Rewrite the material below as a JSON list of strings, one string per line, skipping any blank lines.
# START OF Data for this task
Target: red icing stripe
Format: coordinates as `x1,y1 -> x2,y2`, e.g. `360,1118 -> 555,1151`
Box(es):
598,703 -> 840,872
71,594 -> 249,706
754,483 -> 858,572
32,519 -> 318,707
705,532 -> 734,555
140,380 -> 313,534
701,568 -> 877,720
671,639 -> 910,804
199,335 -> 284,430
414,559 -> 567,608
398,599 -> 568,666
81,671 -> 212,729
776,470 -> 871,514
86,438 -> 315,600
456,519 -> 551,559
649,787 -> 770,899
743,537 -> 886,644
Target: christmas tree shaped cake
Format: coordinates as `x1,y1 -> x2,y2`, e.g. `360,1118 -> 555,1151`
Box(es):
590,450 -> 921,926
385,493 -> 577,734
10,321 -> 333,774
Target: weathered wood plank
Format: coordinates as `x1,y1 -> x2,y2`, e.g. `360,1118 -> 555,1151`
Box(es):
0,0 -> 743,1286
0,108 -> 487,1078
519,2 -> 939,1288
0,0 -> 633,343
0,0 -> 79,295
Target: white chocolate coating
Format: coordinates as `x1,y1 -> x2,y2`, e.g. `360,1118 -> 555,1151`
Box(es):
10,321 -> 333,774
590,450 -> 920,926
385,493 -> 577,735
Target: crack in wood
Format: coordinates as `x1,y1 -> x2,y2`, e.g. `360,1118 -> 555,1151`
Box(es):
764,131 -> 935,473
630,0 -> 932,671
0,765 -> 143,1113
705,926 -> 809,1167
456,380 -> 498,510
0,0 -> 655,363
# END OF Data for this task
» Result below
[
  "Target: red icing stripe",
  "Format: coordinates as `x1,y1 -> x2,y2`, e.g. `360,1118 -> 555,1151`",
  "Box(es):",
  "598,703 -> 840,872",
  "71,594 -> 249,706",
  "754,483 -> 858,572",
  "32,519 -> 318,707",
  "705,532 -> 734,555",
  "140,380 -> 313,534",
  "701,568 -> 877,720",
  "671,639 -> 910,804",
  "199,335 -> 284,430",
  "414,559 -> 567,608",
  "398,599 -> 568,666",
  "81,671 -> 212,729",
  "776,470 -> 871,514",
  "86,438 -> 315,600",
  "456,519 -> 551,559",
  "649,787 -> 770,899",
  "743,537 -> 886,644",
  "Target: christmas tree shaped cake",
  "Format: coordinates as `x1,y1 -> x2,y2`, e.g. `360,1118 -> 555,1151`",
  "Box(es):",
  "590,450 -> 921,926",
  "385,493 -> 577,734",
  "10,321 -> 333,774",
  "Target: weathered wood plank",
  "Format: coordinates as `x1,y1 -> x2,y2`, e.g. `360,1118 -> 555,1151`",
  "Box(es):",
  "0,0 -> 743,1286",
  "0,108 -> 487,1078",
  "519,2 -> 939,1288",
  "0,0 -> 633,343",
  "0,0 -> 79,295",
  "Target: white chocolate coating",
  "Format: coordinates as `x1,y1 -> x2,y2`, e.g. `360,1118 -> 555,1151`",
  "Box(es):",
  "10,321 -> 333,774",
  "590,450 -> 920,926",
  "385,493 -> 577,735",
  "Target: crack in wood",
  "Format: coordinates as `x1,y1 -> x2,y2`, e.g. `360,1118 -> 555,1151`",
  "Box(es):",
  "764,131 -> 935,473",
  "630,0 -> 932,671",
  "0,765 -> 143,1113",
  "705,926 -> 809,1167",
  "456,380 -> 498,510",
  "0,0 -> 655,363"
]